## Requirement
Return all lines below containing the word "bark".

== Segment start ==

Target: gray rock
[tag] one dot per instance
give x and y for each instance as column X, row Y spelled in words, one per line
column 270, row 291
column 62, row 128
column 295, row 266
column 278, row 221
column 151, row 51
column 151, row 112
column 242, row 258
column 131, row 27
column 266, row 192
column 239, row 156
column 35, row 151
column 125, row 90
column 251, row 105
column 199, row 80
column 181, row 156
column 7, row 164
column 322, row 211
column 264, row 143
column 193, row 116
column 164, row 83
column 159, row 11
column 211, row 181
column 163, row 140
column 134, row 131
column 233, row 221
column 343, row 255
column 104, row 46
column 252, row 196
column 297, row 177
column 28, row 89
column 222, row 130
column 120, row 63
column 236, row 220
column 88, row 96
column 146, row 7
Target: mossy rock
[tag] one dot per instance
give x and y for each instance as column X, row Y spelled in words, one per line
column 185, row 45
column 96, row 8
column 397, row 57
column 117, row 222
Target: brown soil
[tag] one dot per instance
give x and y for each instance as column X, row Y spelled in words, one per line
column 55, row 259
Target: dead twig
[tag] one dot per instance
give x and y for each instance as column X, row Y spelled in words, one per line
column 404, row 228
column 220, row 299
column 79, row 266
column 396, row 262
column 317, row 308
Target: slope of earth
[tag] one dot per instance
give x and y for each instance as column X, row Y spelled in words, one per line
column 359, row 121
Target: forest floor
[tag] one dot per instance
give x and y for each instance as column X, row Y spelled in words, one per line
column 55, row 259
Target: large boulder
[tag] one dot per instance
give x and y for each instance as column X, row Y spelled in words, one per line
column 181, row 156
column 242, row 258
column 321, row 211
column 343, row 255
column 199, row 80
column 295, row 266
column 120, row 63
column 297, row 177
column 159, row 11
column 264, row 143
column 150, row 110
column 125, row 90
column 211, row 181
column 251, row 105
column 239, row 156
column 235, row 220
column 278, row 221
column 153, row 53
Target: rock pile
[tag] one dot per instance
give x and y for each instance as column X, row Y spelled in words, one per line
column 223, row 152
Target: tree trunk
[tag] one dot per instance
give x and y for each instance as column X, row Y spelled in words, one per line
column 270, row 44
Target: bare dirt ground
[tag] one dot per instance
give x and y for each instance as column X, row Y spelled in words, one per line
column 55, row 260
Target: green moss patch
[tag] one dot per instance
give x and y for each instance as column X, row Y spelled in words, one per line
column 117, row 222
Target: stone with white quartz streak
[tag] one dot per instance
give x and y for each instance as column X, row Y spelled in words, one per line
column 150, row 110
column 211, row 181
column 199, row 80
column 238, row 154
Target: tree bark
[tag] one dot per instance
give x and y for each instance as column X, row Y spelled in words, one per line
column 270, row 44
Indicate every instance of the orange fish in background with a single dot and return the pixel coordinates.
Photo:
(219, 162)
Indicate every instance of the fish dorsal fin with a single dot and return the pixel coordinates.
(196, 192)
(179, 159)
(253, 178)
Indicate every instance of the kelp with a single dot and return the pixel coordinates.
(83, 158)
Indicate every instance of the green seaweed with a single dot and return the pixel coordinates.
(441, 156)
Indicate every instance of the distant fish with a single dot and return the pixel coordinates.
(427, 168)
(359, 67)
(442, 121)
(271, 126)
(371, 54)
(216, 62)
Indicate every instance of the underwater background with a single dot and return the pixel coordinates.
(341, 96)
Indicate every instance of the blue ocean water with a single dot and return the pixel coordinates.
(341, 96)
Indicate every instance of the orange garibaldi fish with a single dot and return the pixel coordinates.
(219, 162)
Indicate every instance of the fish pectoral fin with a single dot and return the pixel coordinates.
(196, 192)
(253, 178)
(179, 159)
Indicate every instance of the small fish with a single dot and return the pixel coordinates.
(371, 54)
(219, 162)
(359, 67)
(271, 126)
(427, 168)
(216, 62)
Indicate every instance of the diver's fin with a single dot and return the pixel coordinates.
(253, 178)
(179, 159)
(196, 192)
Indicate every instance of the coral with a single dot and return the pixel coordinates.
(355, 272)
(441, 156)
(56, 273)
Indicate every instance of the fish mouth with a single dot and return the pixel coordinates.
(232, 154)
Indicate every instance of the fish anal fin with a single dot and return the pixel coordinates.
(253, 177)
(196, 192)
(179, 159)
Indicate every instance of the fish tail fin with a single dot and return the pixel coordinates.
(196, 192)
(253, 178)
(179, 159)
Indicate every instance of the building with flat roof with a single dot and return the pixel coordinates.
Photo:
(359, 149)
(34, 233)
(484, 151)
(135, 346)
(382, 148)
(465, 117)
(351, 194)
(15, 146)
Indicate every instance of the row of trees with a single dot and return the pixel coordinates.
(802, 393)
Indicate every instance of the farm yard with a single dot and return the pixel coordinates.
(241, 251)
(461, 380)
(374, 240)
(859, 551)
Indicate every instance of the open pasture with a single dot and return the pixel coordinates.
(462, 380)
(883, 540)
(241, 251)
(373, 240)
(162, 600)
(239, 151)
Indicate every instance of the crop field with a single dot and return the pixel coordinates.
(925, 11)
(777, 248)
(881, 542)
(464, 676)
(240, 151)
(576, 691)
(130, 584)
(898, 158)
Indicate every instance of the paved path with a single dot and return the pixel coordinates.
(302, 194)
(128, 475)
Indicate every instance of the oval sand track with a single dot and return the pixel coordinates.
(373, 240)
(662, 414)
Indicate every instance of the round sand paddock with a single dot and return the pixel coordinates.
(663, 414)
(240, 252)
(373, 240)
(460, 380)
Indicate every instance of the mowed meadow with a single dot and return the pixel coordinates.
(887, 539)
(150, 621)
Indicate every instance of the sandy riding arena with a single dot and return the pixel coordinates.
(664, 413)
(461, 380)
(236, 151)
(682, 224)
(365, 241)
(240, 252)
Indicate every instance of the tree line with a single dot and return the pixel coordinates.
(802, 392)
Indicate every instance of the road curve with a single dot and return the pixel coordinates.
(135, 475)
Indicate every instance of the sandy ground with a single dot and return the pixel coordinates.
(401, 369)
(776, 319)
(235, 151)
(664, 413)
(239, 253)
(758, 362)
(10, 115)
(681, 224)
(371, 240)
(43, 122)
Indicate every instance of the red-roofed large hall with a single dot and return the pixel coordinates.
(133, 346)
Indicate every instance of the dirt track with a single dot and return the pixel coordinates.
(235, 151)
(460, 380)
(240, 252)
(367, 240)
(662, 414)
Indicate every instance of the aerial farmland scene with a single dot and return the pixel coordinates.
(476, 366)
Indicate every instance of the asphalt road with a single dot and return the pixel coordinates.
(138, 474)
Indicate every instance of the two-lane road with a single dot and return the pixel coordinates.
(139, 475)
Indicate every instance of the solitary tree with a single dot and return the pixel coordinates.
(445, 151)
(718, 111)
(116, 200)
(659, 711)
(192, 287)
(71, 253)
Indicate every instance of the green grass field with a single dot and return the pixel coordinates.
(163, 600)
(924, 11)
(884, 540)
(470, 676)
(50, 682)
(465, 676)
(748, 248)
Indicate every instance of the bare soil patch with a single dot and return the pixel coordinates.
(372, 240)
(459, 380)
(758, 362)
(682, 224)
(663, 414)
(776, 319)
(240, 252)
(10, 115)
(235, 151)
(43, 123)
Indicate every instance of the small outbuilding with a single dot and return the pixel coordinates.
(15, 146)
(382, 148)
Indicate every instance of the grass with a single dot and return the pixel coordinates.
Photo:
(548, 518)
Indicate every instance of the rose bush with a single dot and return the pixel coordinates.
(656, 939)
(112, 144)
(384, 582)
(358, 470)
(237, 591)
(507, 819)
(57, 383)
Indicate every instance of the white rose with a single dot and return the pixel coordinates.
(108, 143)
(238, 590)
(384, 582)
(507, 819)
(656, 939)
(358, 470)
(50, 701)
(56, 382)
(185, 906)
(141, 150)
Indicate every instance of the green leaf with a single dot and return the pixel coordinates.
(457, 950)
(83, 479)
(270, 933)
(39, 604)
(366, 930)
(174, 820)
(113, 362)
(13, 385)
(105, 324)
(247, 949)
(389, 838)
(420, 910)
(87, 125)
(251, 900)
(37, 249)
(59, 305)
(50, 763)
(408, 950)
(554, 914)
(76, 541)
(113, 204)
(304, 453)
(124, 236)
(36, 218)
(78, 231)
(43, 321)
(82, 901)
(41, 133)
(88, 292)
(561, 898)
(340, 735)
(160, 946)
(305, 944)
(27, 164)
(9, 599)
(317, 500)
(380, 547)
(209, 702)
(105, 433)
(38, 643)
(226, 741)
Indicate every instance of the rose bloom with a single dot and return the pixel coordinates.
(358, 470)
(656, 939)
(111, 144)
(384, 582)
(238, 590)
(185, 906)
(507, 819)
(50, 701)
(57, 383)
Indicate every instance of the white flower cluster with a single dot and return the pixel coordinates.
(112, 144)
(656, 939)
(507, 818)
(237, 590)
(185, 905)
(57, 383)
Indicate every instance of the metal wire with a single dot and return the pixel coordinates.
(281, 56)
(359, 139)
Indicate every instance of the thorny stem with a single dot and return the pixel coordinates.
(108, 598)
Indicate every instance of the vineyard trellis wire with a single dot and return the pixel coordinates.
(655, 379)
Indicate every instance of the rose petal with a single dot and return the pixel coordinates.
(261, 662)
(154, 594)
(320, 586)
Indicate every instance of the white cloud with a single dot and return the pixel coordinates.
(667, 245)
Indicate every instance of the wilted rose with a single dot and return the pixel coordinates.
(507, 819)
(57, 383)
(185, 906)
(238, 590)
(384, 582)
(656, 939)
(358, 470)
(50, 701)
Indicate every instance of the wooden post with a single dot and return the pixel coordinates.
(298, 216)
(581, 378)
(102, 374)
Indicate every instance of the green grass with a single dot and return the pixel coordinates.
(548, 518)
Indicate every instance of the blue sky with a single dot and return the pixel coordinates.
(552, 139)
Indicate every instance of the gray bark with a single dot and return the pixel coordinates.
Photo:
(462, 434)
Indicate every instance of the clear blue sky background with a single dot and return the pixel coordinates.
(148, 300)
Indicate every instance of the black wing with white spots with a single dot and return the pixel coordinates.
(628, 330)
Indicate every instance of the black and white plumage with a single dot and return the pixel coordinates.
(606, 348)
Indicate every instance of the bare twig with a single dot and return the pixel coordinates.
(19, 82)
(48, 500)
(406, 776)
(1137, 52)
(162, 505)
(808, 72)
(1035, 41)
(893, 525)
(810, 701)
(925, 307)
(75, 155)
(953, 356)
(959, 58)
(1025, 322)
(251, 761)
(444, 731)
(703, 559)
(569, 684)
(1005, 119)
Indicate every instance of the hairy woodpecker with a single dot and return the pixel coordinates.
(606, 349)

== Segment end ==

## Reply
Target: tree bark
Indicate every instance of the gray bark with a single dot and return the pixel coordinates.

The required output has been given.